====== 演習データ
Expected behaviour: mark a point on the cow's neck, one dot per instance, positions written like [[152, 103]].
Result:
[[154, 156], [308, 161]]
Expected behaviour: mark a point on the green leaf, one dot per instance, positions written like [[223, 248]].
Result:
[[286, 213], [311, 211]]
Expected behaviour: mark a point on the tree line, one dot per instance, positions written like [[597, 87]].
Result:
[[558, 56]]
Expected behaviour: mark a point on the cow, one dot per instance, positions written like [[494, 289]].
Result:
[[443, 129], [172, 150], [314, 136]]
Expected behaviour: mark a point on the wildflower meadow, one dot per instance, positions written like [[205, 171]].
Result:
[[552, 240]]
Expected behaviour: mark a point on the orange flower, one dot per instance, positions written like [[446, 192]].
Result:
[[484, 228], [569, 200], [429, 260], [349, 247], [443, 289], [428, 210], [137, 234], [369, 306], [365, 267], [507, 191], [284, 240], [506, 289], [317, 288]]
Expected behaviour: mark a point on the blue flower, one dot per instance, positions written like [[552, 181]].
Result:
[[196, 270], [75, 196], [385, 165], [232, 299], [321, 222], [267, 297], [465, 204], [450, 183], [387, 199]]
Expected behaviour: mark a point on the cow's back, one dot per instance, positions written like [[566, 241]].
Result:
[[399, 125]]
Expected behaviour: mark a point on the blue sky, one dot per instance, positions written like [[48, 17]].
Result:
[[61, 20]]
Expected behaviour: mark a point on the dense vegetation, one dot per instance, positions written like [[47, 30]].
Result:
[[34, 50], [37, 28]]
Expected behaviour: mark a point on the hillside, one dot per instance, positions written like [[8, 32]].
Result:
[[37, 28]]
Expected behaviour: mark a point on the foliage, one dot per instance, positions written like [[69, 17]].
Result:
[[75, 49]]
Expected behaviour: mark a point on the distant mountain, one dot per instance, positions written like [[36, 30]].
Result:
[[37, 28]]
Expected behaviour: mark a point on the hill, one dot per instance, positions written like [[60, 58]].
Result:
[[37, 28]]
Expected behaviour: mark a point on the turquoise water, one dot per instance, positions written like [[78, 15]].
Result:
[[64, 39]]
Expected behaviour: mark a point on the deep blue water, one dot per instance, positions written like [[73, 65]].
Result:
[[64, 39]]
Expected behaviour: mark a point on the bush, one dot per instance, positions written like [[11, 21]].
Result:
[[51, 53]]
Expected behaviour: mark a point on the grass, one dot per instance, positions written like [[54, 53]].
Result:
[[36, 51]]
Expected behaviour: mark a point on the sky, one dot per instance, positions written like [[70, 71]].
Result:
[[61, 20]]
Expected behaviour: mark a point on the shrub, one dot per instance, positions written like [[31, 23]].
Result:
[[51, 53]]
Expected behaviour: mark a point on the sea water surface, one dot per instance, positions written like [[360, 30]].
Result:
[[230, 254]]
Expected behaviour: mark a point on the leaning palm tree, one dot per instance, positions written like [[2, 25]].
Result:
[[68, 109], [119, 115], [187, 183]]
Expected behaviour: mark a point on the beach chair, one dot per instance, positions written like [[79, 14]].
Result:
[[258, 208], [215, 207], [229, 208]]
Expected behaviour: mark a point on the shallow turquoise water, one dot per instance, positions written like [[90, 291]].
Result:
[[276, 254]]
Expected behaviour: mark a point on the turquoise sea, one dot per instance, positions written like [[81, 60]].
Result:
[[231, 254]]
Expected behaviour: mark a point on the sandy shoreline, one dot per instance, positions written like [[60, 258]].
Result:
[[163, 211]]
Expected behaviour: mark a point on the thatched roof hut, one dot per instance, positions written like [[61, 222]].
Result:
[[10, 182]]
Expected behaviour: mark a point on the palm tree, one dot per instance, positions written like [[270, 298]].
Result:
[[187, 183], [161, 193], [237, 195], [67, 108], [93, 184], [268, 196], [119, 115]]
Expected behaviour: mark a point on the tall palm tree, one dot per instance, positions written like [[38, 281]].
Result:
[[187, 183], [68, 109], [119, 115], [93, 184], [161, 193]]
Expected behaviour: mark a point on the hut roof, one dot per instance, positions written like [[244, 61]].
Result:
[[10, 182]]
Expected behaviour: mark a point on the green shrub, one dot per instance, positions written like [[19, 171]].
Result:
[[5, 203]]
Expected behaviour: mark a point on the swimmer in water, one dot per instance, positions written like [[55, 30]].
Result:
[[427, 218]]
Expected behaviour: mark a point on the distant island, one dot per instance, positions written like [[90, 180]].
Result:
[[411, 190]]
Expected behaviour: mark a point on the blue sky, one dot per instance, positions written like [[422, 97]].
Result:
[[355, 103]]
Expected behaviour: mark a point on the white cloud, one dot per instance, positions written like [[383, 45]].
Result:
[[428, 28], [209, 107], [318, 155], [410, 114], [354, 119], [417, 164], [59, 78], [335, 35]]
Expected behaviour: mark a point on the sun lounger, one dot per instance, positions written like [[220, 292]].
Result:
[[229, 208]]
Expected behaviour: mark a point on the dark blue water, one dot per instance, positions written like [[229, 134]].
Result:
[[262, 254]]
============
[課題内容] 「like [[422, 97]].」を含む行からレコードの最終行までを、両端の行も含めて、空行を除いた番号付きリストに変換せよ。

[回答]
1. Expected behaviour: mark a point on the blue sky, one dot per instance, positions written like [[422, 97]].
2. Result:
3. [[355, 103]]
4. Expected behaviour: mark a point on the white cloud, one dot per instance, positions written like [[383, 45]].
5. Result:
6. [[428, 28], [209, 107], [318, 155], [410, 114], [354, 119], [417, 164], [59, 78], [335, 35]]
7. Expected behaviour: mark a point on the sun lounger, one dot per instance, positions written like [[220, 292]].
8. Result:
9. [[229, 208]]
10. Expected behaviour: mark a point on the dark blue water, one dot per instance, positions written like [[229, 134]].
11. Result:
12. [[262, 254]]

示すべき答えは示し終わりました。